### DATA FOR THIS TASK
----

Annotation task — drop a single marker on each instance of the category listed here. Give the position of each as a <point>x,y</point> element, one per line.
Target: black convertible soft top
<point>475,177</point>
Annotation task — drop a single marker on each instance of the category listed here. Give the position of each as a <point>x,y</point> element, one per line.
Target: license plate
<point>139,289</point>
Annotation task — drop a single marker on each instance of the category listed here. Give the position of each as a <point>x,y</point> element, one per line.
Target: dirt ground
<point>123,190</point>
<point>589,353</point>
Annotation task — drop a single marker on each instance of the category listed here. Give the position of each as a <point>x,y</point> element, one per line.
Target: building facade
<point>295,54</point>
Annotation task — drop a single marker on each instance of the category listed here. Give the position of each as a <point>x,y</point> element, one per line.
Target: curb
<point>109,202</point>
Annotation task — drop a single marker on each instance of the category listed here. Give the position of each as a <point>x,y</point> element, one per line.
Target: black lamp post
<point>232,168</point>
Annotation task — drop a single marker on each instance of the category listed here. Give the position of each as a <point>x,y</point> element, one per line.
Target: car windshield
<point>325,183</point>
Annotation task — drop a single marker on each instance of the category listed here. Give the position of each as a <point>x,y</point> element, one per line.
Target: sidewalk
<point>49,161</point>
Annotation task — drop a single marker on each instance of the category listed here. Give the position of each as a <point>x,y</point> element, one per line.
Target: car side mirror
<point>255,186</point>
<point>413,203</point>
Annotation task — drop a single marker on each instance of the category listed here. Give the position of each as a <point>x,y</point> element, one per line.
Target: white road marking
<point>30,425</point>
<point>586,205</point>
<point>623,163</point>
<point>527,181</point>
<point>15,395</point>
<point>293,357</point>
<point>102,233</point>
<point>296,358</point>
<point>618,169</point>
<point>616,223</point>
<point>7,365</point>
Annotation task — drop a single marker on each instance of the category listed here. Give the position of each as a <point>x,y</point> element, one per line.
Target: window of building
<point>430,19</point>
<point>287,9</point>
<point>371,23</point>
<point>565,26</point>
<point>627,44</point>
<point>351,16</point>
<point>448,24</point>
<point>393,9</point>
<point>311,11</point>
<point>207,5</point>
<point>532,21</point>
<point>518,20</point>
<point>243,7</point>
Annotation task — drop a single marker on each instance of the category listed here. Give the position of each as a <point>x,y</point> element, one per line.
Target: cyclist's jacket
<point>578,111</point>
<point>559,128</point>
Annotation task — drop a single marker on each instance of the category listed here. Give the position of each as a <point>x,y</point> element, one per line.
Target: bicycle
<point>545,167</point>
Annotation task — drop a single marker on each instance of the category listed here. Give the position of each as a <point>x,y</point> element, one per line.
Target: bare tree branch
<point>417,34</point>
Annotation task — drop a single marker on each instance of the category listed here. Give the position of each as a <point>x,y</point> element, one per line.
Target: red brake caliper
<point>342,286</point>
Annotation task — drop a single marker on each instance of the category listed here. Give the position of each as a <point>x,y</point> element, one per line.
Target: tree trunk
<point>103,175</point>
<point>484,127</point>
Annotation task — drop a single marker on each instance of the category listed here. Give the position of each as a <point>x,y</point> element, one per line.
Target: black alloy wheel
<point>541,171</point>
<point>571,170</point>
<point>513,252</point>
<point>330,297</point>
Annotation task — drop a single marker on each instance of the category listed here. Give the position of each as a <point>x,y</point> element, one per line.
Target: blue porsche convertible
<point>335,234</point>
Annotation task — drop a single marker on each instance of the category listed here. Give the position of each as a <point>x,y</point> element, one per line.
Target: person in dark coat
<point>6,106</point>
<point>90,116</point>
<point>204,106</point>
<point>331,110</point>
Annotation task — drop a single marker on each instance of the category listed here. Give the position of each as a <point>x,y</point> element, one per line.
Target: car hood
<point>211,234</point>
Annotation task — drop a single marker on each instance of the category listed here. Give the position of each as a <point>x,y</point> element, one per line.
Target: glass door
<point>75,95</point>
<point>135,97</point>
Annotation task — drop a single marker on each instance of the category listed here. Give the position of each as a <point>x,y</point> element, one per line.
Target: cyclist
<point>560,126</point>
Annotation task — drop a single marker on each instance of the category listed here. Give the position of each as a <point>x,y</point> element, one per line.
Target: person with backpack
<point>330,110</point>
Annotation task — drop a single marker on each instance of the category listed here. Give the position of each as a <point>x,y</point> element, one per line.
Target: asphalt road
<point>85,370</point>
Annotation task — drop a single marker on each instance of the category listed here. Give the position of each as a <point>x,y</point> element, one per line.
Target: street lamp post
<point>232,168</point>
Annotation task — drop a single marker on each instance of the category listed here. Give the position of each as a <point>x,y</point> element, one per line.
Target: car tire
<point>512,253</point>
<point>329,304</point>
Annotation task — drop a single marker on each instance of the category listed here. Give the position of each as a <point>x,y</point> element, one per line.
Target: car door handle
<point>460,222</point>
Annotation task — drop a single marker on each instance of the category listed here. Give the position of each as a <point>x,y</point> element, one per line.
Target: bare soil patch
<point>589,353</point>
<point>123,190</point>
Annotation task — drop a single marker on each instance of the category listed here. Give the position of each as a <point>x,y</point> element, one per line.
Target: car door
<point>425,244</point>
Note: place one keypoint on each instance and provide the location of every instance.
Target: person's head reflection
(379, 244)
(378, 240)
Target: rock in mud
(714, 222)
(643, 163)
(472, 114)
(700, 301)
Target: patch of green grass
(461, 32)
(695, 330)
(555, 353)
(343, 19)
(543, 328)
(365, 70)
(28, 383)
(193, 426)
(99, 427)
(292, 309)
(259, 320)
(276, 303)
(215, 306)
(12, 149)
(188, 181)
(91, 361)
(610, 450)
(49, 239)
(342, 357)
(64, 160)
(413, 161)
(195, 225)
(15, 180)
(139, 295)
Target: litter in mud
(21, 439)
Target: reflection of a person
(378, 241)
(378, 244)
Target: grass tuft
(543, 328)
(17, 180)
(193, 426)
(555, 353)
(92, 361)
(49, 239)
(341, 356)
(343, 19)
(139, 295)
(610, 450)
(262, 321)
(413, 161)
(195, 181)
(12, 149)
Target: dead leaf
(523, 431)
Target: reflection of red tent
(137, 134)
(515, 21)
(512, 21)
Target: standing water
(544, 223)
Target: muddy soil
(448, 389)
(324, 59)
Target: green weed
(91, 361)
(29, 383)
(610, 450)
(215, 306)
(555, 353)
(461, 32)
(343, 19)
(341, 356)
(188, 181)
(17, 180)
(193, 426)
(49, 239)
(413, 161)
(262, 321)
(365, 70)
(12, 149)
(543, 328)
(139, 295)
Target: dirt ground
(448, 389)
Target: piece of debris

----

### ABOUT THIS EXERCISE
All lines from the one with "Target: street lamp post" through the end of the material above are to be printed exactly, and only those.

### TASK RESPONSE
Target: street lamp post
<point>232,168</point>
Annotation task — drop a single marker on each instance of the category listed here. Give the position of each as a <point>x,y</point> element, one per line.
Target: car tire
<point>512,253</point>
<point>329,304</point>
Annotation task — drop a single marker on each instance of the category listed here. Give the position of each as a <point>x,y</point> element, one per line.
Target: car door handle
<point>460,222</point>
Annotation task — drop a single marker on each instance of the category listed here. Give the position of each as a <point>x,y</point> element, one per line.
Target: bare soil patch
<point>589,353</point>
<point>123,190</point>
Annotation task — drop a single marker on each instance of the category listed here. Give the position of each as a <point>x,y</point> element, one per line.
Target: car door
<point>425,244</point>
Note: place one keypoint on each instance and provide the location of every instance.
Target: person's head reflection
(379, 244)
(378, 240)
Target: rock in mud
(714, 222)
(643, 163)
(472, 114)
(700, 301)
Target: patch of green grass
(461, 32)
(695, 330)
(555, 353)
(343, 19)
(543, 328)
(365, 70)
(28, 383)
(193, 426)
(99, 427)
(292, 309)
(259, 320)
(276, 303)
(215, 306)
(12, 149)
(188, 181)
(91, 361)
(610, 450)
(49, 239)
(342, 357)
(64, 160)
(413, 161)
(195, 225)
(15, 180)
(139, 295)
Target: litter in mud
(21, 439)
Target: reflection of a person
(378, 241)
(378, 244)
Target: grass tuft
(543, 328)
(17, 180)
(193, 426)
(555, 353)
(92, 361)
(49, 239)
(341, 356)
(343, 19)
(139, 295)
(610, 450)
(262, 321)
(413, 161)
(195, 181)
(12, 149)
Target: dead leaf
(523, 431)
Target: reflection of red tent
(137, 134)
(515, 21)
(512, 21)
Target: standing water
(544, 223)
Target: muddy soil
(448, 389)
(324, 59)
Target: green weed
(91, 361)
(29, 383)
(610, 450)
(215, 306)
(555, 353)
(461, 32)
(343, 19)
(341, 356)
(188, 181)
(17, 180)
(193, 426)
(49, 239)
(413, 161)
(262, 321)
(365, 70)
(12, 149)
(543, 328)
(139, 295)
Target: dirt ground
(448, 389)
Target: piece of debris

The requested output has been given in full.